Data under study below:
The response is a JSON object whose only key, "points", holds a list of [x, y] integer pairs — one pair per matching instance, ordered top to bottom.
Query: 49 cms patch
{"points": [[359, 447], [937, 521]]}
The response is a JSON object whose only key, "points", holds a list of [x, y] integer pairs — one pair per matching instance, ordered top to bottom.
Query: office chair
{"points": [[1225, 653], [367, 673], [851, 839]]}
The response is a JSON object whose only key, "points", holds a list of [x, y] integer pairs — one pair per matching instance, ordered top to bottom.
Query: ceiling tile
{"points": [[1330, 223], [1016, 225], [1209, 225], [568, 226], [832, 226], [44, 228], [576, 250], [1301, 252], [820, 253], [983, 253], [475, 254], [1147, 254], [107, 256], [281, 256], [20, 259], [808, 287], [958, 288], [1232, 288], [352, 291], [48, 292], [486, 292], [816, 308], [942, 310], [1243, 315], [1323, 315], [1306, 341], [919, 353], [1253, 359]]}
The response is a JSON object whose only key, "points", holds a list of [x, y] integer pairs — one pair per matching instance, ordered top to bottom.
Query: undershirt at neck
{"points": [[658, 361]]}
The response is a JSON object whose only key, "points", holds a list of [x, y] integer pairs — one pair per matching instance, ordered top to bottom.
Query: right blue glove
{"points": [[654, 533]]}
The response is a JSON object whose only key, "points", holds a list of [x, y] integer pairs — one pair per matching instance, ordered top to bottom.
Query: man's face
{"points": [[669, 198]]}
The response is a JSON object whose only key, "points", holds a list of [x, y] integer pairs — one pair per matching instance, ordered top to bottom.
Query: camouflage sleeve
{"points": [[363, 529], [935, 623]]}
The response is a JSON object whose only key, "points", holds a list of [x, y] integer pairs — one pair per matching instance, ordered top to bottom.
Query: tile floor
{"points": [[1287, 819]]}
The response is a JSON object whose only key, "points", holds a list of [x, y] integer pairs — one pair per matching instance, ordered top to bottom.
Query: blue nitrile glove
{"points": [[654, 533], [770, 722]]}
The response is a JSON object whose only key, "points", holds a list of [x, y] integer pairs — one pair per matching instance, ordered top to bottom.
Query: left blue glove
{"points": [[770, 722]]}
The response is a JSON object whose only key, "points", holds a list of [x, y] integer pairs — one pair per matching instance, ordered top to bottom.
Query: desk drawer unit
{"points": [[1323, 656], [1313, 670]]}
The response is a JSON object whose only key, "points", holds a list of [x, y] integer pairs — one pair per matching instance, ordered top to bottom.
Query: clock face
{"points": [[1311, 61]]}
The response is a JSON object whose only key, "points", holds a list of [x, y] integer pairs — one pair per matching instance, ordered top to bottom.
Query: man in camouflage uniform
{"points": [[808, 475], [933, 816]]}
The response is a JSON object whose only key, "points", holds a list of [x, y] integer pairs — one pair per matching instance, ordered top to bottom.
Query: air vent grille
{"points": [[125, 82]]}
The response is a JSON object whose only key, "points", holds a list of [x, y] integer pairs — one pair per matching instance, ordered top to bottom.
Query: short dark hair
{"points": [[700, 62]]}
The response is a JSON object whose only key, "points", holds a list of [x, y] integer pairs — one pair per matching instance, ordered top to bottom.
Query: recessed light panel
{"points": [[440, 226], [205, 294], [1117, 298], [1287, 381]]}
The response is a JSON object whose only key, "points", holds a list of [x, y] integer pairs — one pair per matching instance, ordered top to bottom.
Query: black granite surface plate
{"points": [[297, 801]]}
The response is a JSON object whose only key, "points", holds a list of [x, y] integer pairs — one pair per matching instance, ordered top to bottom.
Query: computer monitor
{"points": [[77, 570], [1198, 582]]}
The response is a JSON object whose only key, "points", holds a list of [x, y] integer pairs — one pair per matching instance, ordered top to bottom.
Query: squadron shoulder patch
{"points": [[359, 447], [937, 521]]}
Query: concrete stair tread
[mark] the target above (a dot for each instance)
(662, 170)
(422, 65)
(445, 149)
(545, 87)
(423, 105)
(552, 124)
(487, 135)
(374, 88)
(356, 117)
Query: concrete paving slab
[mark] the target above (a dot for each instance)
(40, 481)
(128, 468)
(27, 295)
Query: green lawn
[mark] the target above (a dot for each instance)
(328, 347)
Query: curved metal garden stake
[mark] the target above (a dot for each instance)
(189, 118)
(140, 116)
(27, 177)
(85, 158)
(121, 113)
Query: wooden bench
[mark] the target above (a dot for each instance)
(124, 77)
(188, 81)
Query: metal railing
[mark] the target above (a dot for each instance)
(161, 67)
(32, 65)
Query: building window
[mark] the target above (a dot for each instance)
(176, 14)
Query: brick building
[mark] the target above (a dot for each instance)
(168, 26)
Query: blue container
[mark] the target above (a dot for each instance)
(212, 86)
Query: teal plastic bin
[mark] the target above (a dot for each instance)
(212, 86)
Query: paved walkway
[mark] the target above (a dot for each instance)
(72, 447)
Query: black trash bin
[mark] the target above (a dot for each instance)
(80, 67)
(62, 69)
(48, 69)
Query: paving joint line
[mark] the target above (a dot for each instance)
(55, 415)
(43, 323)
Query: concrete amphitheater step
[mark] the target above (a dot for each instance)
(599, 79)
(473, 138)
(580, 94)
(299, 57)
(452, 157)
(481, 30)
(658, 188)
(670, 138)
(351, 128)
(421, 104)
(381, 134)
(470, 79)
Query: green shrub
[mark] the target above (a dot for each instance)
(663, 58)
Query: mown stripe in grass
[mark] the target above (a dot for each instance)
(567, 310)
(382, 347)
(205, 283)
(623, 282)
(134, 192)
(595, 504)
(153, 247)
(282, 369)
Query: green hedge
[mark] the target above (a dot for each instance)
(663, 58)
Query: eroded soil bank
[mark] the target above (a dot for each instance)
End of Data under study.
◆ **Exercise instructions**: Extract the full listing and reproduce each line exactly.

◆ **Answer to this exercise**:
The response is a JSON object whose only key, "points", holds a list of [x, y] integer pairs — one pair per matching instance, ordered top to bottom.
Query: 49 cms patch
{"points": [[359, 447], [937, 521]]}
The response is a JSON object whose only key, "points", holds a list of [x, y] integer pairs — one pair per matching instance, ordered top to bottom.
Query: office chair
{"points": [[1225, 653], [367, 673], [851, 839]]}
The response is a JSON object whose only key, "points", holds a list of [x, y] integer pairs — one pair per matching instance, ordered top to bottom.
Query: ceiling tile
{"points": [[1330, 223], [1016, 225], [1209, 225], [568, 226], [832, 226], [44, 228], [576, 250], [1301, 252], [820, 253], [983, 253], [475, 254], [1147, 254], [107, 256], [281, 256], [20, 259], [808, 287], [958, 288], [1232, 288], [352, 291], [48, 292], [486, 292], [816, 308], [942, 310], [1243, 315], [1323, 315], [1306, 341], [919, 353], [1253, 359]]}
The response is a JSON object whose only key, "points", holds a list of [x, y] integer pairs — one pair per matching instance, ordered top to bottom.
Query: undershirt at neck
{"points": [[658, 361]]}
The response is a JSON object whose only key, "points", holds a list of [x, y] integer pairs — one pair per matching instance, ordered top to bottom.
Query: right blue glove
{"points": [[654, 533]]}
The response is a JSON object whose only key, "points", holds a list of [x, y] integer pairs — one pair per matching instance, ordered top to bottom.
Query: man's face
{"points": [[669, 198]]}
The response is a JSON object whose only key, "points", holds a list of [x, y] integer pairs — one pair per matching instance, ordered top to bottom.
Query: camouflage sleeve
{"points": [[363, 529], [935, 623]]}
The response is a JSON object whose only key, "points", holds a list of [x, y] integer pairs — one pair per matching instance, ordered top to bottom.
Query: tile floor
{"points": [[1287, 819]]}
The response is a JSON object whose only key, "points", holds a list of [x, y] integer pairs — one pair per matching instance, ordered top to bottom.
Query: blue nitrile glove
{"points": [[654, 533], [770, 722]]}
The response is a JSON object whose only key, "points", holds a list of [x, y] integer pairs — one pair per matching instance, ordered top to bottom.
Query: left blue glove
{"points": [[770, 722]]}
The response is a JSON object whose only key, "points", holds a list of [x, y] integer pairs — one pair per matching instance, ordered top to bottom.
Query: desk drawer unit
{"points": [[1323, 656], [1313, 670]]}
The response is a JSON object whose only key, "points", holds a list of [x, y] integer pairs — one pair per matching instance, ordered top to bottom.
Query: clock face
{"points": [[1311, 61]]}
The response is a JSON object whose only key, "points", holds a list of [x, y] integer pairs — one pair per matching instance, ordered top to bottom.
Query: man in camouflage uniform
{"points": [[808, 475], [933, 816]]}
The response is a JSON object whose only key, "points", holds a list of [x, y] integer pairs — one pair per matching instance, ordered top to bottom.
Query: air vent grille
{"points": [[125, 82]]}
The response is a JSON object whose only key, "points", holds a list of [x, y] integer pairs — one pair per matching instance, ordered top to bottom.
Query: short dark hair
{"points": [[700, 62]]}
The response is a JSON object whose only key, "points", holds a list of [x, y] integer pairs — one pair per matching instance, ordered top to bottom.
Query: recessed light panel
{"points": [[440, 226], [205, 294], [1117, 298], [1287, 381]]}
The response is a JSON object whose only key, "points", holds a list of [x, y] integer pairs — one pair per matching instance, ordered top to bottom.
Query: black granite surface plate
{"points": [[297, 801]]}
The response is a JSON object whose only key, "points", holds a list of [x, y] integer pairs — one pair per matching instance, ordered top to bottom.
Query: computer monitor
{"points": [[77, 570], [1198, 582]]}
The response is a JSON object whose only key, "points", holds a list of [x, y] integer pairs — one pair per matching instance, ordered top to bottom.
Query: squadron shoulder patch
{"points": [[359, 447], [937, 521]]}
Query: concrete stair tread
[mark] the target above (a dot for each instance)
(662, 170)
(422, 65)
(445, 149)
(545, 87)
(423, 105)
(552, 124)
(487, 135)
(374, 88)
(356, 117)
Query: concrete paving slab
[mark] the target above (a dot for each instance)
(40, 481)
(128, 468)
(27, 295)
Query: green lawn
[mark] the target above (a dot for each instance)
(328, 347)
Query: curved metal garden stake
[mark] the target above (a dot for each instance)
(189, 118)
(140, 116)
(27, 177)
(85, 158)
(121, 113)
Query: wooden bench
[mark] the target above (a dot for each instance)
(124, 77)
(188, 81)
Query: metal railing
[mark] the target above (a dot for each instance)
(161, 67)
(32, 65)
Query: building window
[mark] the target above (a dot for each instance)
(176, 14)
Query: brick building
[mark] the target above (a dot for each instance)
(168, 26)
Query: blue container
[mark] the target above (a dot for each instance)
(212, 86)
Query: teal plastic bin
[mark] the target above (a dot for each instance)
(212, 86)
Query: paved walkway
[mark] the target above (a dot for each instance)
(72, 447)
Query: black trash bin
[mark] the target above (a dot for each instance)
(80, 67)
(62, 69)
(48, 69)
Query: paving joint line
[mark] the target above (a dot for each instance)
(55, 415)
(43, 323)
Query: concrete amphitheater step
[mark] the target above (a dot for each instance)
(599, 79)
(473, 138)
(580, 94)
(299, 57)
(452, 157)
(481, 30)
(658, 188)
(670, 138)
(351, 128)
(421, 104)
(381, 134)
(470, 79)
Query: green shrub
[mark] the target above (a dot for each instance)
(663, 58)
Query: mown stripe in grass
[mark] the target above (a dot for each instance)
(567, 310)
(382, 347)
(205, 283)
(623, 282)
(134, 192)
(595, 504)
(153, 247)
(282, 369)
Query: green hedge
[mark] the target above (a dot for each instance)
(663, 58)
Query: eroded soil bank
[mark] the target above (a dot for each instance)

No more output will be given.